Text section
What makes this story truly sing are the quiet details: the notion of an immortal cursed being equal parts terrifying malevolence and an almost comedic haplessness. It’s not really one of Langan’s nestled narratives; instead, it splits the difference between familiar beats (the wastrel son of privilege; the great tempter having his fun with a mortal soul) and more unpredictable moments. And it’s all the stronger for it.
It’s the title novella where Langan pulls out all the stops, deftly doing complex things with structure that flow effortlessly. It opens with a hell of a first sentence: “Lisa looked in the rearview mirror and saw that her eyes had turned black.” Langan can spin a yarn and depict likable characters hanging out with the best of them — hell, The Fisherman is literally set on a fishing trip — but this is just a model of efficient storytelling. Try to read that sentence without immediately wanting to know why Lisa is on the road and, more emphatically, what exactly happened to her that turned her eyes black.

Required actions
(1) Translate this sentence from the review into Spanish: "It’s the title novella where Langan pulls out all the stops, deftly doing complex things with structure that flow effortlessly."
(2) Retype the part of the review starting with "It’s the title" and going on through "her eyes black.".
The records that come next are from a separate source and are not connected to this review.

Entries supplied
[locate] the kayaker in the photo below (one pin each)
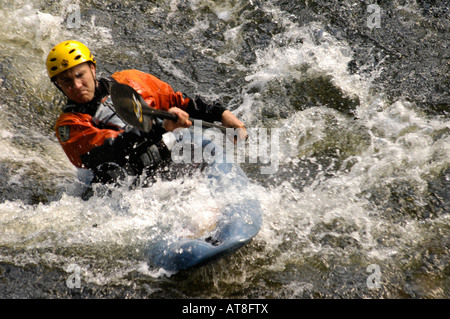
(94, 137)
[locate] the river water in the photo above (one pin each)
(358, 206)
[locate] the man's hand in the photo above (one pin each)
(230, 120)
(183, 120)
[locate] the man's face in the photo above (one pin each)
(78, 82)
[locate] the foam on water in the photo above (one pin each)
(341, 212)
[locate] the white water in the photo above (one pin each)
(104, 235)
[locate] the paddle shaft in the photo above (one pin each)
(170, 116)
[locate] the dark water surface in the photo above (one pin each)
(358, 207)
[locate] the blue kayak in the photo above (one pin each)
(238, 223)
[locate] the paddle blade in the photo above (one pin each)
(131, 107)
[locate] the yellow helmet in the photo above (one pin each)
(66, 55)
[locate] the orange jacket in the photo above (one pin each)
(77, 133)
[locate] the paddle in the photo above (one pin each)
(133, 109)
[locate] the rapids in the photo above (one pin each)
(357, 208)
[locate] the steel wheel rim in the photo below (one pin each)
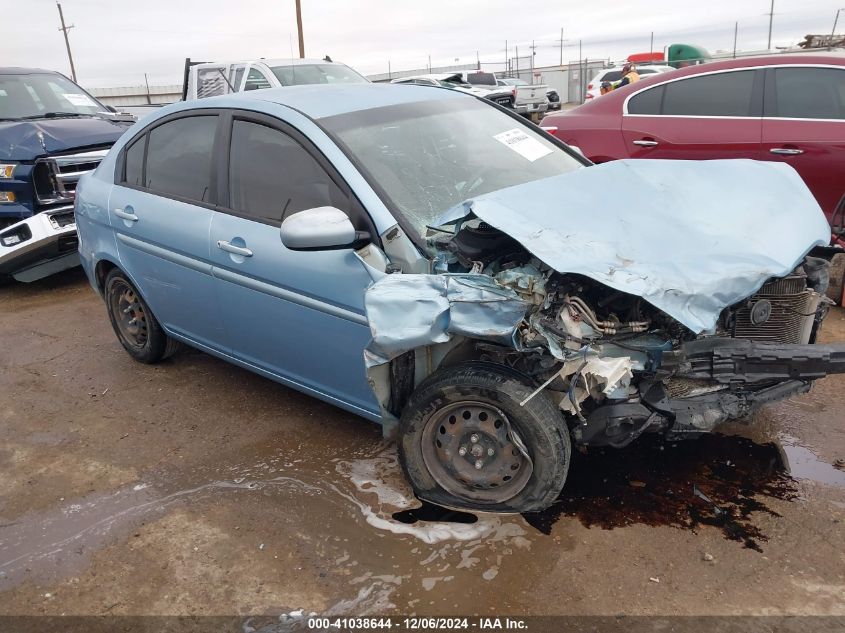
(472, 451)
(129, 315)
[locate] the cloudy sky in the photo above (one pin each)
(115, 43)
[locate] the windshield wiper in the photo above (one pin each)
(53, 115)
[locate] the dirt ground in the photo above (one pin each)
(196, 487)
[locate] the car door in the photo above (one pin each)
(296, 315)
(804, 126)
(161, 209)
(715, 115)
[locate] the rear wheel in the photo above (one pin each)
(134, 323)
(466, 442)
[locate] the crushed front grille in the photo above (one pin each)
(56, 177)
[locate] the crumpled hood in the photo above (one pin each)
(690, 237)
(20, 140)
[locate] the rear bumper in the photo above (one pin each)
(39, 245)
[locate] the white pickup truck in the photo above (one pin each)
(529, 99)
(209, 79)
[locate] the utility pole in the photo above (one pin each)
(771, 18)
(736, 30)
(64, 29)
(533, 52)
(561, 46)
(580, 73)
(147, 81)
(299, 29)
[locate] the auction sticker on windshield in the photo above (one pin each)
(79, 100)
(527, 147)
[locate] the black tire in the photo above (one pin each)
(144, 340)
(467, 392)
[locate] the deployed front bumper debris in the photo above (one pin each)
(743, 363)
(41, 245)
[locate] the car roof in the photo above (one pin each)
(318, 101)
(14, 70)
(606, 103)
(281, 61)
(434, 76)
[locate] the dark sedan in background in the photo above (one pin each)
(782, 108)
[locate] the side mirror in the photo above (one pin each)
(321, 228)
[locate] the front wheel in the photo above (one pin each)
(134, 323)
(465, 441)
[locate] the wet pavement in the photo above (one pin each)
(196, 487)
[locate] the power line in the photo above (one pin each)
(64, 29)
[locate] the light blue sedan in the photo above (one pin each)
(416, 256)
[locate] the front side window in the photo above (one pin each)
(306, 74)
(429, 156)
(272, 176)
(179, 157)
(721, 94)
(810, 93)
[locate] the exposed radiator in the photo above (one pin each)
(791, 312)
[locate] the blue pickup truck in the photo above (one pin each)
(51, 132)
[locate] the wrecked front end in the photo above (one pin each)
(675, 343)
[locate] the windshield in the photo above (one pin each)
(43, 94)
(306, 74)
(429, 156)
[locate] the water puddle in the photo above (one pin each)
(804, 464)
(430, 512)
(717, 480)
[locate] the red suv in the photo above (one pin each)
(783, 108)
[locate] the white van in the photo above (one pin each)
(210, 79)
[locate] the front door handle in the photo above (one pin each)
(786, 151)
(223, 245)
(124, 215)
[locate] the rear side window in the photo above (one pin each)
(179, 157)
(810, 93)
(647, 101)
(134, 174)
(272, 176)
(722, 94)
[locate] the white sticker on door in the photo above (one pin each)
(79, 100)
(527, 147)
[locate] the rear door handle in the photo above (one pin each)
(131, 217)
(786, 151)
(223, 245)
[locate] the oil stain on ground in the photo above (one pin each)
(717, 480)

Completed exercise
(1) Es en la novela corta que da título al libro donde Langan echa toda la carne en el asador, haciendo con destreza cosas complejas con la estructura que fluyen sin esfuerzo.

(2)
It’s the title novella where Langan pulls out all the stops, deftly doing complex things with structure that flow effortlessly. It opens with a hell of a first sentence: “Lisa looked in the rearview mirror and saw that her eyes had turned black.” Langan can spin a yarn and depict likable characters hanging out with the best of them — hell, The Fisherman is literally set on a fishing trip — but this is just a model of efficient storytelling. Try to read that sentence without immediately wanting to know why Lisa is on the road and, more emphatically, what exactly happened to her that turned her eyes black.